- [DOCUMENT SOURCE]:
___
Nous sommes responsables de nos actes
Nous ne sommes responsables que de nos actes, et non des crimes de nos ancêtres. Mais nous ne sommes pas non plus des créatures abstraites, jaillies directement du sein de la Terre. Nous sommes les héritiers d’une civilisation et d’une histoire, que l’on tient à juste titre pour l’une des plus fabuleuses de mémoire d’homme.
Or, c’est précisément dans le cœur de cette civilisation qu’est née l’abomination national-socialiste : ne nous voilà pas de retour au point initial, celui d’une sorte de co-responsabilité à l’égard de crimes qui ont précédé notre naissance ?
Je ne le crois pas. Car ce n’est pas la civilisation occidentale qui est l’auteur de ce crime, pas même la culture allemande. Ce sont des idées et des idéologies précises, qui furent développées et formulées bien avant que Hitler et ses sbires n’accèdent au pouvoir. (Cette généalogie intellectuelle est retracée dans La passion de l’égalité — essai sur la civilisation socialiste).
Les nazis étaient socialistes et nationalistes
Hitler et les théoriciens nationaux-socialistes étaient, idéologiquement parlant, des socialistes au sens strict — ils ne se sont pas revendiqués du socialisme par hasard ! — dont la plupart des catégories étaient d’ailleurs marxiennes ; leur spécificité étant de marier ce socialisme au nationalisme racial.
___
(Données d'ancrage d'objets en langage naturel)
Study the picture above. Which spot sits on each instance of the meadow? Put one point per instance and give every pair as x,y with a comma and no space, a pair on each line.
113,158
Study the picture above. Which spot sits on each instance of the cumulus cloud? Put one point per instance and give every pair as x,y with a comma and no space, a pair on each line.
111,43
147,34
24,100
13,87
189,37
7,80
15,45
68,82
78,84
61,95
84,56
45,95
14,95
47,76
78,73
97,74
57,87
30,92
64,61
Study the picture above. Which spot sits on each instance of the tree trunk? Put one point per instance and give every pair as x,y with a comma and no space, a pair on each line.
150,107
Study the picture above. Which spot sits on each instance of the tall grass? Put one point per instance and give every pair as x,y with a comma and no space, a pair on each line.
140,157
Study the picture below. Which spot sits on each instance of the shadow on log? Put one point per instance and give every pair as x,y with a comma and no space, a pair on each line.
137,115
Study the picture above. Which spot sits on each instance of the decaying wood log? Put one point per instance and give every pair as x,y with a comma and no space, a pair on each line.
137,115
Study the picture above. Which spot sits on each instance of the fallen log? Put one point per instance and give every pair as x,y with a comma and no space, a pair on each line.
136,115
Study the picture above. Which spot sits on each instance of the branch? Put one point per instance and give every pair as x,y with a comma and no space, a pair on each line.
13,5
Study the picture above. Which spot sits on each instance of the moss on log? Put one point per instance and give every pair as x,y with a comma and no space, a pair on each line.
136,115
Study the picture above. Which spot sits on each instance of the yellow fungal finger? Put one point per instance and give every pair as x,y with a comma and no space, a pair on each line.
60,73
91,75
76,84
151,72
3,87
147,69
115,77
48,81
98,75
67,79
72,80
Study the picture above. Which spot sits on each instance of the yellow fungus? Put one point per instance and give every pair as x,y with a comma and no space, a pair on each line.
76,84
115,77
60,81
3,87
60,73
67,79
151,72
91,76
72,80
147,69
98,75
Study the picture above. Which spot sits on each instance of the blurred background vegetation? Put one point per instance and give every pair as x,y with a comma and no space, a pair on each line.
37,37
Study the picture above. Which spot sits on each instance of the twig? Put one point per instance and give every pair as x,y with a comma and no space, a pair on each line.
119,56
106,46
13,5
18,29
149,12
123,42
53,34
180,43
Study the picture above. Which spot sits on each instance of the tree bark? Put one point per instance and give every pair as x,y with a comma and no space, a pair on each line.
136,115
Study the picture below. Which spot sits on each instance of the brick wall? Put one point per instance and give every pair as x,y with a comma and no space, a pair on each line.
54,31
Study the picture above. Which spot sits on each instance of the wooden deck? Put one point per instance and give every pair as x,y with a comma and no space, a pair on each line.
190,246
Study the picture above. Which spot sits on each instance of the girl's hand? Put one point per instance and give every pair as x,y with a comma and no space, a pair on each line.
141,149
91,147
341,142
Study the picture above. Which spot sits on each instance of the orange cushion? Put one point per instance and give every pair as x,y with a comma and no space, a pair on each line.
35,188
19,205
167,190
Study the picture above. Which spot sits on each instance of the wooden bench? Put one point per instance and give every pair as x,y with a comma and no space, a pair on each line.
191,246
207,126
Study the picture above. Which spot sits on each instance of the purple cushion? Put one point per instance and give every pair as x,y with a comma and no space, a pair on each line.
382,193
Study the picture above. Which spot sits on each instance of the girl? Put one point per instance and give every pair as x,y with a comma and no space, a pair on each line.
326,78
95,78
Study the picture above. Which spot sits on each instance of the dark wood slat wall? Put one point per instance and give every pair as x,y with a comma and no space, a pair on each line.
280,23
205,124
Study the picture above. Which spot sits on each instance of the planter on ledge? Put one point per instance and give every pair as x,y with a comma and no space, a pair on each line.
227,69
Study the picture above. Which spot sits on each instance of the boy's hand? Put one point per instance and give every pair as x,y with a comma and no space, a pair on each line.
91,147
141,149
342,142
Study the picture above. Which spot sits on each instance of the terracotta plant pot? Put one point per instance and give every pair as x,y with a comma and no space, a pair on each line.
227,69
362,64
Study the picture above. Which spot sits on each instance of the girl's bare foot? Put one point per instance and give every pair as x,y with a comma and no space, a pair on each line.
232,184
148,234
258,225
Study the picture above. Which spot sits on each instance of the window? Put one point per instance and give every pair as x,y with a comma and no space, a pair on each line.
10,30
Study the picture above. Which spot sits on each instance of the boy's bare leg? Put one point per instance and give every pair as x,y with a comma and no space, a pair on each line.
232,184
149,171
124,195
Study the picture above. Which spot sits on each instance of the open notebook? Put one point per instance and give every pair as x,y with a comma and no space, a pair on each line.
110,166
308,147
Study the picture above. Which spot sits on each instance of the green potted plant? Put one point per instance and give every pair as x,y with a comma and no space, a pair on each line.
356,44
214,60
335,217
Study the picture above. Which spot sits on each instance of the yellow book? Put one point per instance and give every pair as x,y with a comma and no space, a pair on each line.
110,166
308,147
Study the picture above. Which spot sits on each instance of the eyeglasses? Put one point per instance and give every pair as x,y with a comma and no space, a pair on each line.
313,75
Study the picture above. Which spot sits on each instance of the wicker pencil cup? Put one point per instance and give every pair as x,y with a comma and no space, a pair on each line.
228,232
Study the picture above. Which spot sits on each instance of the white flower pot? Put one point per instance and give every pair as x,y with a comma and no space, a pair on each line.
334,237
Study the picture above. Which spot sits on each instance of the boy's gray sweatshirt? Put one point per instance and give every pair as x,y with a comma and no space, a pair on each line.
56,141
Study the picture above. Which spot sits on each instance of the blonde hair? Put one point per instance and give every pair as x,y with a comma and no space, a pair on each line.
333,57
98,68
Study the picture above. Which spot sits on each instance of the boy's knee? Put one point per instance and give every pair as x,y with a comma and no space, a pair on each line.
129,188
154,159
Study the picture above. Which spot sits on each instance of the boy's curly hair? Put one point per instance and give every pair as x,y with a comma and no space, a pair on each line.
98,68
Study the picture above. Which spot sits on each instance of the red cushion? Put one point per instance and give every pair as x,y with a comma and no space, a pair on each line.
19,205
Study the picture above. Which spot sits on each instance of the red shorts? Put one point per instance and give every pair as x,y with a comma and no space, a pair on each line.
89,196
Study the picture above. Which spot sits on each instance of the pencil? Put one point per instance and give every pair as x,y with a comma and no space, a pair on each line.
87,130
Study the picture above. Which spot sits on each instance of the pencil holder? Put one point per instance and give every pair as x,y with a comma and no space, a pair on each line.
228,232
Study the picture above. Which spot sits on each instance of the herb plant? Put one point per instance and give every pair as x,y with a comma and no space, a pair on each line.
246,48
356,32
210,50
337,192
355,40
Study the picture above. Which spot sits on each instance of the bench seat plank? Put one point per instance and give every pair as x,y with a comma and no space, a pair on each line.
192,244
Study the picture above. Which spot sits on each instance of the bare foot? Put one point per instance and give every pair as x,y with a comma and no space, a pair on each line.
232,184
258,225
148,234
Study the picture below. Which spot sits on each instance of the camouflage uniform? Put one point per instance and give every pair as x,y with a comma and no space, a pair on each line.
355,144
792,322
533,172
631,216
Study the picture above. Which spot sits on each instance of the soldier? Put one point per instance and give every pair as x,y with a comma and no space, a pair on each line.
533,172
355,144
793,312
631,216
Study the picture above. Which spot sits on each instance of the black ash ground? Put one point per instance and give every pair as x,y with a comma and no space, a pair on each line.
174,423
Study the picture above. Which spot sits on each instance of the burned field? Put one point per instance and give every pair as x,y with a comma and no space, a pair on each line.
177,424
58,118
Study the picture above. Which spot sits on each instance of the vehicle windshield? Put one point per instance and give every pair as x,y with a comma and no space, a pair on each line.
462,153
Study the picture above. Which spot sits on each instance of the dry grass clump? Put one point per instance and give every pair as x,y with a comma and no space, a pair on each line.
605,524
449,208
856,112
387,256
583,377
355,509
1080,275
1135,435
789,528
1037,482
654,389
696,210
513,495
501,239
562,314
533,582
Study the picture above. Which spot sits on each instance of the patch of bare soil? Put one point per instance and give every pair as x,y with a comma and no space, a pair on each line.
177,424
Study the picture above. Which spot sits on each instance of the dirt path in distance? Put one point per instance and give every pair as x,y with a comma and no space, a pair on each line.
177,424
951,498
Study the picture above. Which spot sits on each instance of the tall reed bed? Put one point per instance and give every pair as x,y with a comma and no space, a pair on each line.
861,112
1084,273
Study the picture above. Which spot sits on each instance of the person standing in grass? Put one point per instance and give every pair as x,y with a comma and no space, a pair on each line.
___
- [CONSIGNE 1]: Recopiez le passage du texte sur la responsabilité de nos actes, de « Les nazis étaient » jusqu'à « au nationalisme racial. » inclus.
- [CONSIGNE 2]: Rédigez la suite du texte sur la responsabilité de nos actes et les origines du national-socialisme, après sa dernière phrase.

- [RÉSULTAT OBTENU 1]:
Les nazis étaient socialistes et nationalistes
Hitler et les théoriciens nationaux-socialistes étaient, idéologiquement parlant, des socialistes au sens strict — ils ne se sont pas revendiqués du socialisme par hasard ! — dont la plupart des catégories étaient d’ailleurs marxiennes ; leur spécificité étant de marier ce socialisme au nationalisme racial.

- [RÉSULTAT OBTENU 2]:
Ce n’est pas l’individu et la liberté qu’exaltaient les nationaux-socialistes allemands, c’est la communauté, la solidarité, l’égalité réelle : la solidarité raciale que proclamait Hitler dans un discours infect de 1920 (infect parce que porteur d’une haine virulente et si manifeste qu’elle annonçait nettement tout ce qui allait suivre).
Nous avons le devoir de nous souvenir de quelle source intellectuelle les crimes nazis sont nés. Les crimes politiques ne naissent pas de la malveillance d’un esprit : ils sont la résultante de la mise en pratique d’idées fausses.
Dans le cas de l’Holocauste, ces idées sont le national-socialisme qui, en exaltant le collectif de la race, réduit l’individu au statut d’utilité, de rouage, de variable disponible ; d’ennemi mortel quand il relève d’un autre groupe ou qu’il cultive sa propre individualité (le bourgeois, qu’Hitler exécrait autant que Marx, souvent dans les mêmes termes !). Loin d’être le fruit maudit de la civilisation occidentale, le national-socialisme en est la négation absolue, en valeurs comme en théorie.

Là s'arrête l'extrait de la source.